--- TEXT BLOCK ---

Key Concepts and Best Practices for OpenShift Virtualization

From Worst-Case to Best Practice: Disaster Recovery Planning with Rodolfo Casás

Transcript:

Pete Wright:
From bustling financial districts to the quiet suburban offices, disaster can strike anywhere, anytime. But what happens when the unthinkable occurs? How are you supposed to bounce back from the brink of data collapse? Today we dive into the world of disaster recovery, exploring the critical differences between DR, backups, and high availability. We’ll guide you through the essential steps to build a robust disaster recovery plan with the help of our very own senior solutions architect, Rodolfo Casás. I’m Pete Wright, and this is Trilio Insights.
Rodolfo, I have to tell you that I come to this conversation with a little bit of maybe shame. Because when I was a kid, now that I’m old, I was working in a small office that was entirely operated by terminal services on a single server, and we did not have a robust disaster recovery plan. We didn’t know what it was. We lost the server. And man, that was painful. I feel like I’m not alone in coming to this conversation where you are to teach me everything that I should have known 25 years ago about this concept. Hello, sir. It’s food to see you.

--- DATA PROVIDED ---

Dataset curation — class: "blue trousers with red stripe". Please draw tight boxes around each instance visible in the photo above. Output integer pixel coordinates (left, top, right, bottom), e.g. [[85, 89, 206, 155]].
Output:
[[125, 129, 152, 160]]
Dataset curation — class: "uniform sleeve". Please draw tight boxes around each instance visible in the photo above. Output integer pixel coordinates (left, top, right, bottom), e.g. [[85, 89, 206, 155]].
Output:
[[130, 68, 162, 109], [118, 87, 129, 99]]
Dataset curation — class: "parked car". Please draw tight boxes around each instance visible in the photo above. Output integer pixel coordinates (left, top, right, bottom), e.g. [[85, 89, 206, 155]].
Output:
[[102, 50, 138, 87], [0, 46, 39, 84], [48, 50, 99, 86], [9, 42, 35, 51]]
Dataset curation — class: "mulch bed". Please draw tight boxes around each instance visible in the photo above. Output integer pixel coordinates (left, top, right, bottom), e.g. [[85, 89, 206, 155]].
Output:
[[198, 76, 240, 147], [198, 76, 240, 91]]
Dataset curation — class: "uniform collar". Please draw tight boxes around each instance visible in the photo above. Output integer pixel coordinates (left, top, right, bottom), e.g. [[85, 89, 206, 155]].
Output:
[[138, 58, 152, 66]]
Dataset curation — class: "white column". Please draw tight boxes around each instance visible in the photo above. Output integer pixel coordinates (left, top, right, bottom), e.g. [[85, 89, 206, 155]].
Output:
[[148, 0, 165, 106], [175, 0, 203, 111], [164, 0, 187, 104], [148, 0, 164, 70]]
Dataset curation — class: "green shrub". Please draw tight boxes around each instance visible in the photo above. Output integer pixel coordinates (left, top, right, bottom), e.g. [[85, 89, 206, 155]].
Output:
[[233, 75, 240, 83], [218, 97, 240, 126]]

---

> _DIRECTIONS_
In the disaster recovery transcript, how was the small office where Pete Wright worked as a kid operated?

> _WORKED SOLUTION_
Entirely by terminal services on a single server.